[Set exercise] Transcribe the records that follow. Keep every word exactly, and drop the pictures.

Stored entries

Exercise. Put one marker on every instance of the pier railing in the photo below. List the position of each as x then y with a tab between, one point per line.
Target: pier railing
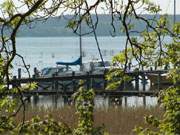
69	83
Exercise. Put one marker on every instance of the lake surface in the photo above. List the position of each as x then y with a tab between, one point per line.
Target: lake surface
46	51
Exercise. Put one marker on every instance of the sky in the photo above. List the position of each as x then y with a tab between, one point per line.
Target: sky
167	6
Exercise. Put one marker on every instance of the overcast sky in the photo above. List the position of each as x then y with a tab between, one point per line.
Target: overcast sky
167	6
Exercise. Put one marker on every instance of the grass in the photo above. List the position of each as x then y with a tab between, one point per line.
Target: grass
117	120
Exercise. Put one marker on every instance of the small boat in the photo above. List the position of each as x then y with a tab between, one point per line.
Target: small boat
163	79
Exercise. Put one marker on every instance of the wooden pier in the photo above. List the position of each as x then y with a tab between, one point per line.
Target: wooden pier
67	85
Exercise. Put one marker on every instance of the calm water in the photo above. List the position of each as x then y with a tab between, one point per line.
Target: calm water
45	52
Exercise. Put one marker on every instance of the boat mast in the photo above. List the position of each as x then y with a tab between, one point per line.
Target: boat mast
174	11
80	39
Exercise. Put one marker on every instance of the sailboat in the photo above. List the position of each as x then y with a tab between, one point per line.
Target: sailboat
163	78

[Solution for this exercise]
Exercise. Put one marker on every instance of the pier railing in the photo below. List the position of each as x then y with a tab between, one point per line.
Target: pier railing
69	83
Exercise. Put one marker on every instance of the lake surface in the photo above. List the position of each as x then y with a tab between, one point per line.
Target: lake surface
46	51
Exercise. Put one marker on every instance of the sky in the photo above. List the position of each as x then y with a tab between, one point per line.
Target: sky
167	6
Exercise. Put one marker on every instance of the overcast sky in the photo above. List the position of each as x then y with a tab between, one point per line.
Target: overcast sky
167	6
Exercise. Put one marker on every instance of the grass in the photo above. List the position of each as x then y with a tab between, one point per line.
Target: grass
117	120
Exercise. Put one marker on every instance of the small boat in the photo above. List the position of each as x then y with a tab between, one point per line.
Target: small boat
163	79
Exercise. Put one marker on every instance of the wooden pier in the photo above. List the position of each as x then y with a tab between, one point per line.
Target: wooden pier
67	85
Exercise. Put one marker on every instance of the calm water in the photo above. List the position of each as x then y with a tab between, one point per line.
Target: calm water
45	52
Exercise. Put one marker on every instance of the boat mast in the photo above. List the position of each as x then y with a tab between, one point per line.
Target: boat mast
174	11
80	39
Exercise. Put one marker on every instance of the sailboat in the photo above. List the position of each as x then y with a tab between, one point per line.
Target: sailboat
163	78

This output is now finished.